WHAT IS ASKED: Reproduce all of the records below, changing every occurrence of "biggest circle" to "largest circle" and leaving everything else unchanged.

THE RECORDS:

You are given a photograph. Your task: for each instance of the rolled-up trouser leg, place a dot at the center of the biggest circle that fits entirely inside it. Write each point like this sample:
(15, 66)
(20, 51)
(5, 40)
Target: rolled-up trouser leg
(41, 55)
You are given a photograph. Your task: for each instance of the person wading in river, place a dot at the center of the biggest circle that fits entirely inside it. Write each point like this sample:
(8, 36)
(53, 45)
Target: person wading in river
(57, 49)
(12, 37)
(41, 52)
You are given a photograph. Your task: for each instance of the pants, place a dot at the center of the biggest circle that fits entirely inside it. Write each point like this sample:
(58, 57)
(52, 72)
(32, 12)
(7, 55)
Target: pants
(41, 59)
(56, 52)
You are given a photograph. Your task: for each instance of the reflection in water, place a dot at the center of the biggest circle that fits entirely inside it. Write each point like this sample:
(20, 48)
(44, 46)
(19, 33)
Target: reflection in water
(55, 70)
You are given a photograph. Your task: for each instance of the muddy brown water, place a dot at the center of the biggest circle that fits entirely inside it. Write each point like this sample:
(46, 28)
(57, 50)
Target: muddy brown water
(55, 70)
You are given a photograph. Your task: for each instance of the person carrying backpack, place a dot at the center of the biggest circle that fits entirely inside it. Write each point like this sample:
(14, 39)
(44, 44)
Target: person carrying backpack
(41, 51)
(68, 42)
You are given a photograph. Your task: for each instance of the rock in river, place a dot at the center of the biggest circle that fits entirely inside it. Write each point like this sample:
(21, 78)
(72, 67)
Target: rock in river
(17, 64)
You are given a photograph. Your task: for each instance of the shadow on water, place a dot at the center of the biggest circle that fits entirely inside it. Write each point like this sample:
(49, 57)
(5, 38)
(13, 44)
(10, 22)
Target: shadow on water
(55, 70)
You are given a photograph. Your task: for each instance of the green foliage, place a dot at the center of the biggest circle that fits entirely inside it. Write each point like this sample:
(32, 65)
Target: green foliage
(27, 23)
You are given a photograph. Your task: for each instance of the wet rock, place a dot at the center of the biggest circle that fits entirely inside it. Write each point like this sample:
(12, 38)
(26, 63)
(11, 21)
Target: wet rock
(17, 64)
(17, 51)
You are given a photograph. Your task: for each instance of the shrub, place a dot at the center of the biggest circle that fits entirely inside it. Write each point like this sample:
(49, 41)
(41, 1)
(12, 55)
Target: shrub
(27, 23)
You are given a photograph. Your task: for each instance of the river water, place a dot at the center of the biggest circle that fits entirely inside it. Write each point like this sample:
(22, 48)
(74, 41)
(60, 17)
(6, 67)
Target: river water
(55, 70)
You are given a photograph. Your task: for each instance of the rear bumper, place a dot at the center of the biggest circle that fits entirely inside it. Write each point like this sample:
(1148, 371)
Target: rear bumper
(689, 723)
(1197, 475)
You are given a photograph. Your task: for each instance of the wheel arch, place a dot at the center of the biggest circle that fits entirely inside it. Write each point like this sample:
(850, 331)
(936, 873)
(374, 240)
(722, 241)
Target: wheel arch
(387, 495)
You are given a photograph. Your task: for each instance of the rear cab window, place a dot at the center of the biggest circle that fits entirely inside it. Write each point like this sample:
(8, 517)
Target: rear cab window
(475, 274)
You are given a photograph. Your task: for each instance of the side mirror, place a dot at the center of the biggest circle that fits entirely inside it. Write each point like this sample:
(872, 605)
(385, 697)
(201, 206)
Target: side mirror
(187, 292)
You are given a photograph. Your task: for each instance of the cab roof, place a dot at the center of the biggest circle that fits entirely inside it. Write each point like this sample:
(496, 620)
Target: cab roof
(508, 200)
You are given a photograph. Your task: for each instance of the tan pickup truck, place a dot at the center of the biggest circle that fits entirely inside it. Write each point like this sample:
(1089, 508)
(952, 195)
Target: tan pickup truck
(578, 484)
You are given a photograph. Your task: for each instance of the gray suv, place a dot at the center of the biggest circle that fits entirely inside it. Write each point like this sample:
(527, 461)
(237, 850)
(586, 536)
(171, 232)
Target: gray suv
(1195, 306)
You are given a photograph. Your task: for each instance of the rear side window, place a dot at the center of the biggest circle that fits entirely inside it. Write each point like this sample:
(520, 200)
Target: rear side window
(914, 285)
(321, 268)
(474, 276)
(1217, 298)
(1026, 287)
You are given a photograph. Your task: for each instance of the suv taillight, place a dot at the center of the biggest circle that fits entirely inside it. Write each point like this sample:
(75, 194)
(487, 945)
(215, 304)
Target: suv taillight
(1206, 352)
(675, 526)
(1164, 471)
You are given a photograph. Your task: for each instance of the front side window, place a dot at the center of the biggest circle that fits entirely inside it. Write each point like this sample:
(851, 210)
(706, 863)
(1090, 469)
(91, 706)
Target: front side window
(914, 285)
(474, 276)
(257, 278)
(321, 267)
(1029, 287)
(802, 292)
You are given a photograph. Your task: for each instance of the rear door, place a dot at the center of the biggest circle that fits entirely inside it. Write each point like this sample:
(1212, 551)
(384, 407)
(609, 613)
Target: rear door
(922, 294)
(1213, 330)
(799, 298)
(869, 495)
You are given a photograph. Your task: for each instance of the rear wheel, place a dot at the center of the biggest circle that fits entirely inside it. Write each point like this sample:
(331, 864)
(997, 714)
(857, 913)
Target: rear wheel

RESULT OF THE EXERCISE:
You are given a photograph. Your task: for each instance of the rolled-up trouser leg, place a dot at the center of the largest circle that fits entirely inside it. Write each point like this sample:
(15, 66)
(20, 51)
(5, 40)
Target: rolled-up trouser leg
(41, 55)
You are given a photograph. Your task: for each instance of the person wading in river, place a dot at the center of the largest circle that fits entirely inside it. Write each point like this sample:
(8, 36)
(53, 45)
Target: person wading in river
(57, 49)
(12, 37)
(41, 52)
You are given a photograph. Your task: for each instance of the pants, place a dot at the center of the largest circle that fits entirely inside it. Write each point like this sample:
(58, 57)
(52, 72)
(32, 12)
(7, 55)
Target: pants
(41, 59)
(56, 52)
You are given a photograph. Your task: for each instance of the reflection in water, place a dot at the center of the largest circle that fits entirely inside it. Write each point like this sample:
(20, 48)
(44, 46)
(19, 33)
Target: reflection in water
(55, 70)
You are given a photograph. Your task: for each instance of the muddy brown water, place a dot at the center of the largest circle that fits entirely inside it. Write each point like this sample:
(46, 28)
(57, 50)
Target: muddy brown water
(55, 70)
You are given a photograph. Your task: for each instance of the person carrying backpack, place a dot at the center of the largest circle that fits entirely inside it. Write each point like this sample:
(14, 39)
(44, 44)
Target: person carrying backpack
(41, 51)
(68, 42)
You are given a photograph. Your task: for each instance of the rock in river, place a dot at the center of the largest circle that fits entirely inside it. Write each point like this sample:
(21, 78)
(72, 67)
Target: rock in river
(17, 64)
You are given a photograph. Your task: for each instance of the shadow on water, place a dot at the center of the largest circle that fits entirely inside it. Write each point like this sample:
(49, 57)
(5, 38)
(13, 44)
(10, 22)
Target: shadow on water
(55, 70)
You are given a photograph. Your task: for each instance of the green foliage, place a dot at the center of the largest circle that fits entirely inside it. Write each point like this sample:
(32, 65)
Target: green foliage
(27, 23)
You are given a photograph. Your task: for each instance of the wet rock, place a dot at the center of the largest circle that fits entirely inside it. Write each point like this sample:
(12, 38)
(26, 63)
(11, 21)
Target: wet rock
(17, 64)
(17, 51)
You are given a photograph. Your task: for each instance of the shrub, place a dot at the center of the largest circle that fits entirely inside it. Write each point like this sample:
(49, 41)
(41, 1)
(12, 55)
Target: shrub
(27, 23)
You are given a photograph. Your task: for each instance of the river water, place a dot at the center of the largest circle that fits entirely inside it. Write each point like this sample:
(22, 48)
(74, 41)
(60, 17)
(6, 67)
Target: river water
(55, 70)
You are given a photograph. Your task: for each instance of the rear bumper, place a dot at the center of the largest circle that fits entirely inside it. Write each point like this sample:
(1148, 371)
Target: rear bumper
(689, 723)
(1197, 475)
You are given a photograph. Your task: for each instance of the wheel arch, place a dot at the center of the largest circle that fits entirely inside it. Write each point like this sample:
(850, 331)
(936, 873)
(374, 240)
(722, 241)
Target: wheel arch
(387, 495)
You are given a photograph. Your task: for each instance of the rear cab window, place a dot at the center of the largest circle that fits entirely inside it. Write each point like this sample:
(8, 517)
Target: rear cab window
(475, 274)
You are given a photograph. Your task: for each instance of the side mirror, place a dot at the center of the largest circle that fits entirely inside it. Write each point like this sample:
(872, 605)
(385, 697)
(201, 206)
Target: side mirror
(187, 292)
You are given a photograph. Your task: for each instance of the cab roof, place a dot at the center of the largest circle that fits entirely inside it. Write each point like this sample:
(496, 620)
Target: cab roof
(508, 200)
You are given a photograph. Your task: for each instance of the tan pickup truck, place a dot at the center of the largest circle that fits entirely inside it. Write each point like this sample:
(1089, 508)
(952, 195)
Target: tan pickup truck
(578, 484)
You are given a photograph. Your task: for each instance of the gray suv, place a dot at the center of the largest circle that fits entirely inside it. Write each point like this sample:
(527, 461)
(237, 850)
(586, 536)
(171, 232)
Target: gray suv
(1195, 306)
You are given a photograph. Your task: for each instance of the rear side window, place a dot at the center of the largest circle that fits entirely inside it. Write each point like this sample:
(520, 200)
Target: rear side window
(914, 285)
(321, 268)
(474, 276)
(1217, 298)
(1026, 287)
You are given a photograph. Your task: for each instance of the suv taillight, place a dot at the center of the largest circle that fits entirely inside it. Write each point like this sample:
(75, 194)
(487, 945)
(215, 304)
Target: suv taillight
(1206, 352)
(675, 526)
(1164, 471)
You are given a photograph. Your task: for each instance of the front side window, place a dot at the center of the largest circle that fits entirely inside it. Write each point like this sample:
(851, 210)
(706, 863)
(1090, 469)
(91, 706)
Target: front side window
(914, 285)
(474, 276)
(257, 278)
(321, 267)
(1029, 287)
(802, 292)
You are given a photograph. Your task: for each instance of the rear door, place a dot at the center of the largest circle that fits entirely inside it. Write each point like this sample:
(1212, 551)
(384, 407)
(609, 613)
Target: rear door
(922, 294)
(1213, 330)
(799, 298)
(869, 495)
You are given a photograph. Your task: for each instance of the rear wheel, place a dot at the center of the largest circle that fits entirely inside it. Write each point like this sample:
(331, 864)
(997, 714)
(857, 913)
Target: rear wheel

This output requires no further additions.